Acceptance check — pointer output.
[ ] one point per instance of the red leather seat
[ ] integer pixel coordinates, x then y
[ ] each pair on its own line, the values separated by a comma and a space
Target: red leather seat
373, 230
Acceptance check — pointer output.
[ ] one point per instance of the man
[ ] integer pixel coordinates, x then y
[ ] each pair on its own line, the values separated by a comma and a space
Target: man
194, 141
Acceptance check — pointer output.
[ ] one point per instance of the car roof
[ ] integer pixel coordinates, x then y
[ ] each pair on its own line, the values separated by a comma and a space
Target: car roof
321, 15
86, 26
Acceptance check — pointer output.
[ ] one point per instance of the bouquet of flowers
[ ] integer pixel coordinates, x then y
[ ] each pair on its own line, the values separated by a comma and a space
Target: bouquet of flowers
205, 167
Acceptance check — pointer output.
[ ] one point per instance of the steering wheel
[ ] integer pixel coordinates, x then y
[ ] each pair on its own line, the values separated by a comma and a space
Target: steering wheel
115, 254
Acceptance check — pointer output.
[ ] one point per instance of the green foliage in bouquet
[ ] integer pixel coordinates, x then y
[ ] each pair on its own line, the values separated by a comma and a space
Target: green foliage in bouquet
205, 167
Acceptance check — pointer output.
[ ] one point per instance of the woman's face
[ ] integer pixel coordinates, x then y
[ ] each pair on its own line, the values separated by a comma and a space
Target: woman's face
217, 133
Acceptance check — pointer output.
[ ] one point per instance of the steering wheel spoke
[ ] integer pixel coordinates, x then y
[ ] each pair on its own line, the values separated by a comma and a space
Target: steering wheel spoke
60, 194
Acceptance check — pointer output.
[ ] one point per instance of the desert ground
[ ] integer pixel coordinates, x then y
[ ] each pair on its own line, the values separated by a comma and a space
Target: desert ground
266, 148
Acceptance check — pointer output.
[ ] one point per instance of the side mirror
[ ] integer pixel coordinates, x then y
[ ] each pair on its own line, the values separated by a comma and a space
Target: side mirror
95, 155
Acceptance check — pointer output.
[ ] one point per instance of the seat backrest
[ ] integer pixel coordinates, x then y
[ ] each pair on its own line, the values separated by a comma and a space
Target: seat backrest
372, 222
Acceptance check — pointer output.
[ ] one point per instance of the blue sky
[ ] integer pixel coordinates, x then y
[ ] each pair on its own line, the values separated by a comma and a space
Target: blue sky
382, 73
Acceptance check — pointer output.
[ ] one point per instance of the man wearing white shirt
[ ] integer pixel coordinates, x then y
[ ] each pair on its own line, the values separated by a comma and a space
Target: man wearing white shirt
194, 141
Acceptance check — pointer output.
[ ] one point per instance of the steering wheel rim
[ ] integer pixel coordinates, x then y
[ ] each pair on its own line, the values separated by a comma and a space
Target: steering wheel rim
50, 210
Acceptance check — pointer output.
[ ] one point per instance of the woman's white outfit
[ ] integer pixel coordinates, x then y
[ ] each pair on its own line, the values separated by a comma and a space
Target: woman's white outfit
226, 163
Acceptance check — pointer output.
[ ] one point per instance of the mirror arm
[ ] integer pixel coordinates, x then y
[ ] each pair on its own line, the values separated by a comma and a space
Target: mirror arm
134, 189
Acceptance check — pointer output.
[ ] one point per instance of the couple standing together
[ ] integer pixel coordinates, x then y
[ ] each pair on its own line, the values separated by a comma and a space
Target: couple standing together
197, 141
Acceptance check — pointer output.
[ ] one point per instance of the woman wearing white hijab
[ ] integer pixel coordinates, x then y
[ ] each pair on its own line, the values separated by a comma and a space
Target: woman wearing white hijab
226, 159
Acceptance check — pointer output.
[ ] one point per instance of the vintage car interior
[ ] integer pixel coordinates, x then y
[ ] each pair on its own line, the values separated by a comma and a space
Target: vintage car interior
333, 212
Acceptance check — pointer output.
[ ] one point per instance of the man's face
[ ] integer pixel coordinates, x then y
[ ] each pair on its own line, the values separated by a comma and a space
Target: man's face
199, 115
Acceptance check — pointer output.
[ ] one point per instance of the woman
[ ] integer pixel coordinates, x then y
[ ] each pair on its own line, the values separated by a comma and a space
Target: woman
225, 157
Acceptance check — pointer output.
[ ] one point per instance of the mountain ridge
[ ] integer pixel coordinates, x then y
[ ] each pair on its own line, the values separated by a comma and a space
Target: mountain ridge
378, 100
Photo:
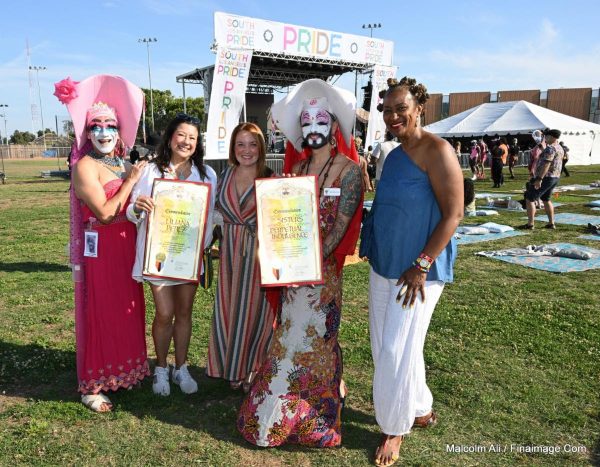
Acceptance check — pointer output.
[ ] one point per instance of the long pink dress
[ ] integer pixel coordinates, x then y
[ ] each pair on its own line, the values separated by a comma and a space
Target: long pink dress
110, 329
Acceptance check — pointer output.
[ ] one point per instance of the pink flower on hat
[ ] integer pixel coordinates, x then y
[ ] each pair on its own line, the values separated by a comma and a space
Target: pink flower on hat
65, 90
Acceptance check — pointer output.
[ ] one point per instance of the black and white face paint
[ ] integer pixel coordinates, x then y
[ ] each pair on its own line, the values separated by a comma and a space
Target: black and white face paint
┄┄┄┄┄┄
# REQUIRED WORK:
Count the lines of the data above that contain the string "flowers", treating uppercase and lowercase as different, and reply with that number alone.

# SOLUTION BELOW:
2